Pointing dataset excerpts
-------------------------

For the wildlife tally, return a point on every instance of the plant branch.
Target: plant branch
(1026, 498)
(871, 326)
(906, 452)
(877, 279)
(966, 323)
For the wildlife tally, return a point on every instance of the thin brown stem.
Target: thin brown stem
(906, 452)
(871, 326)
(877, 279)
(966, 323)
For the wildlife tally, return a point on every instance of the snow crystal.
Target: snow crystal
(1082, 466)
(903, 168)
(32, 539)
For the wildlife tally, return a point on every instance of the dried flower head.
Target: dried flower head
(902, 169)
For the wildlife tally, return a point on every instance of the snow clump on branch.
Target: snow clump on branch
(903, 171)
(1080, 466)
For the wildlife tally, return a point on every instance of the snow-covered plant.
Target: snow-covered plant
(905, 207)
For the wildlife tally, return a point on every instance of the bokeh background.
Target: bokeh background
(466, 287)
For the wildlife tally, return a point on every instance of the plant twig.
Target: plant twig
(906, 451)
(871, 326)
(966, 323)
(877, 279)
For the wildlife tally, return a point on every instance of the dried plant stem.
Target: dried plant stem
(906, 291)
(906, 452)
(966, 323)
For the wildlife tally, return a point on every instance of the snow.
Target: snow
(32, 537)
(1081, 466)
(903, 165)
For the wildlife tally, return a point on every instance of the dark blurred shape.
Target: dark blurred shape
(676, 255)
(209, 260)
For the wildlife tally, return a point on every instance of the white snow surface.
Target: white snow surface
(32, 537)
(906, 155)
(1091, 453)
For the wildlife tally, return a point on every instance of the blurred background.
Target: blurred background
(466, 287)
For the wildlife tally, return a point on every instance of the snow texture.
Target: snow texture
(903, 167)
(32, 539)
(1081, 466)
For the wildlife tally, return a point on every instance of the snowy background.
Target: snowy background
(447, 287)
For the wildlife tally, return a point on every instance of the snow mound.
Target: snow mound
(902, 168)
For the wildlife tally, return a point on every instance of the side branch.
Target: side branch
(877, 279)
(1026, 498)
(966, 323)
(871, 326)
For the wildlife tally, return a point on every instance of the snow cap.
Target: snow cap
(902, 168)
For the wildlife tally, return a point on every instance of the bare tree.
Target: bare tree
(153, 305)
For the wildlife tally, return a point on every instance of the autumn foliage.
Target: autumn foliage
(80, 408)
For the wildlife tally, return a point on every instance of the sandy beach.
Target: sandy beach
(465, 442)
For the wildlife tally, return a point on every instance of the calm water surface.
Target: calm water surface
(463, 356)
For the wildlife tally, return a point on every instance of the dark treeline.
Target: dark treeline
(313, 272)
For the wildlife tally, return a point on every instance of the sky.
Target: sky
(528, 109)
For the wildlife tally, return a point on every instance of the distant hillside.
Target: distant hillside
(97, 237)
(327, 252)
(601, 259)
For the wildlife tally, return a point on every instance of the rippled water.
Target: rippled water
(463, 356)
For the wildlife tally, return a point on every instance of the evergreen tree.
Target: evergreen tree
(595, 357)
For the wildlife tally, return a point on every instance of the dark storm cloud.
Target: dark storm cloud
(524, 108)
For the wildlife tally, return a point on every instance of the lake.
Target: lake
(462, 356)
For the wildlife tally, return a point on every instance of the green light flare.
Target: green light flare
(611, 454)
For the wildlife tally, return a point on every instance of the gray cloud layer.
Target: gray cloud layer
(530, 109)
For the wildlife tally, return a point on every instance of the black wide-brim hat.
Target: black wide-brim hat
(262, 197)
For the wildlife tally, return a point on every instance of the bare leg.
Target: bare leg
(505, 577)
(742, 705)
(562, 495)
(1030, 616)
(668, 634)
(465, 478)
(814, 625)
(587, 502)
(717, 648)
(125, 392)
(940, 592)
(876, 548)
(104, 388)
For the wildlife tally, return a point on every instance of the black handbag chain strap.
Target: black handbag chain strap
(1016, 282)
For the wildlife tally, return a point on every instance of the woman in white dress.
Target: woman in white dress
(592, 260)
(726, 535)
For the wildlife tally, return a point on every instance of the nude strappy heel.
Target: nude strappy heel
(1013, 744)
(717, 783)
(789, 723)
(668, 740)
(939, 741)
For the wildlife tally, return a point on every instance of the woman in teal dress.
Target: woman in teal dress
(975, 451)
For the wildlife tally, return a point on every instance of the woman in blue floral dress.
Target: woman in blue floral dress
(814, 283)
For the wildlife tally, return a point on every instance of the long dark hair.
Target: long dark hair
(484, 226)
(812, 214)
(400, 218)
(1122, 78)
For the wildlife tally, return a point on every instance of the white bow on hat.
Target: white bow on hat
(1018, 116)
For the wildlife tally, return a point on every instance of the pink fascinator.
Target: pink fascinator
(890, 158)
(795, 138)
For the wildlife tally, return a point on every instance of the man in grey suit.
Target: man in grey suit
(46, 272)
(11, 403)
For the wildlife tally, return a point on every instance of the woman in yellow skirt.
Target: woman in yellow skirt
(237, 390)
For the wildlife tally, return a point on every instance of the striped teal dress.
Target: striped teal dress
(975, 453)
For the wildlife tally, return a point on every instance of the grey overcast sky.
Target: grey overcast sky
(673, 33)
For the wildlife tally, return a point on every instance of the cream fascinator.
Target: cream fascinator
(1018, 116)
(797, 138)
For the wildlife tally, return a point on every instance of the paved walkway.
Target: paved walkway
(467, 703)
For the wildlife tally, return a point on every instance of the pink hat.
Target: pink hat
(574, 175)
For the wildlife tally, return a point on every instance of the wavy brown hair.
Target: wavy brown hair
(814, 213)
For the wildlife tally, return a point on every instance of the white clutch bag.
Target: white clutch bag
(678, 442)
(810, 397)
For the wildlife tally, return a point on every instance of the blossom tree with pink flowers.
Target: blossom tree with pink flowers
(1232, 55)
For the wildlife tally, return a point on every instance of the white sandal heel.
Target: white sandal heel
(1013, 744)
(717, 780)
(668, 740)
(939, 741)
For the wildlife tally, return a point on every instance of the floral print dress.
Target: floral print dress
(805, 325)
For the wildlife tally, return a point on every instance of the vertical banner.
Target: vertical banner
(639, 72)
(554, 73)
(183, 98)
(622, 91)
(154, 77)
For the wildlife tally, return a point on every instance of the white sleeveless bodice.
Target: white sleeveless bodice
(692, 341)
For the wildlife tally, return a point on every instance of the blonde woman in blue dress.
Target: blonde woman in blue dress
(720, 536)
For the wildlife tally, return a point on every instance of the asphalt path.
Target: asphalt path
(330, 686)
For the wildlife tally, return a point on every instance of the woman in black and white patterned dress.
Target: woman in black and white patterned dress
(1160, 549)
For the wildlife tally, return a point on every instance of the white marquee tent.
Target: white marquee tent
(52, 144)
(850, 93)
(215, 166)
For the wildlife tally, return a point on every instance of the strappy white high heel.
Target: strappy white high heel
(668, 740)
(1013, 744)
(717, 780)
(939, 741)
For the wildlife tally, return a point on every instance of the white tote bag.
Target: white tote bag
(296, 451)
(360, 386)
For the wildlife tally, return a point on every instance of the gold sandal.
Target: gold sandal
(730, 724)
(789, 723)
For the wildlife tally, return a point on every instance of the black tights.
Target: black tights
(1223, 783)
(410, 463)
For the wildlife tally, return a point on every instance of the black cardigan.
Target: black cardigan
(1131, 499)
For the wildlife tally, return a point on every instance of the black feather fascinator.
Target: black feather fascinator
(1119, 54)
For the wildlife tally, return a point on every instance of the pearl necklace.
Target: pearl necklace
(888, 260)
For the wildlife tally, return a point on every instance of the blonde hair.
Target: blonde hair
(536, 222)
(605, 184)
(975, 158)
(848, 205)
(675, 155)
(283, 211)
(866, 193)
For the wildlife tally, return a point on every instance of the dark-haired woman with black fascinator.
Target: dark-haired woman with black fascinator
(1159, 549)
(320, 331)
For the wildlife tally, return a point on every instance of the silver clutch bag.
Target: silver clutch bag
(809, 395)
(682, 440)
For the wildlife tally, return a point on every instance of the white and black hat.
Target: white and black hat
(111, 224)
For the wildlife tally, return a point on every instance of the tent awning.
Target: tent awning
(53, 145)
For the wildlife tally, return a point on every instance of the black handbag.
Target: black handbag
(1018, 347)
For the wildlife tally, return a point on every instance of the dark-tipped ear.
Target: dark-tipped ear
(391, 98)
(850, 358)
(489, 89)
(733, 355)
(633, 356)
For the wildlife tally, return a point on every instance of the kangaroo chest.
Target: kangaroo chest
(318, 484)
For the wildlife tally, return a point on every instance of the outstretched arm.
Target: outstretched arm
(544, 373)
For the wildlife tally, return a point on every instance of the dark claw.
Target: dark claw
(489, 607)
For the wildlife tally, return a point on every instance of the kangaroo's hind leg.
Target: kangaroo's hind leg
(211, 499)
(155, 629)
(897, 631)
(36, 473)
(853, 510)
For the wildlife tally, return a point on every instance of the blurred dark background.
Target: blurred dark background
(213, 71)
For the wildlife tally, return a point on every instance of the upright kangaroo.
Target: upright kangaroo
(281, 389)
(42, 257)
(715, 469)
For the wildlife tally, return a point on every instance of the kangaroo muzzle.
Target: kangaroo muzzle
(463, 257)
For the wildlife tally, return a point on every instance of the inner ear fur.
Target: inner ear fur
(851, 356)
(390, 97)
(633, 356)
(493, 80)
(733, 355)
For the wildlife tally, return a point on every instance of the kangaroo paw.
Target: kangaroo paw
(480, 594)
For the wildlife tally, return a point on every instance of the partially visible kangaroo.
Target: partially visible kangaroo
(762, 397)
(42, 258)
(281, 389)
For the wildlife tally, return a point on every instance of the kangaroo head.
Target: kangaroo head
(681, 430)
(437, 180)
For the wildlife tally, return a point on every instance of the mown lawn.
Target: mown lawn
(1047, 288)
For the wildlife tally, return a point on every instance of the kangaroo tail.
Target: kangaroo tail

-------------------------

Please copy out the listing verbatim, starting with the line that contains "the black tights." and going on through the line that contains "(1131, 499)".

_Worked solution_:
For the wildlife tally, return a point on every instance of the black tights.
Target: black tights
(1223, 783)
(410, 463)
For the wildlife tally, return a point on every instance of the black cardigan.
Target: black cardigan
(1131, 499)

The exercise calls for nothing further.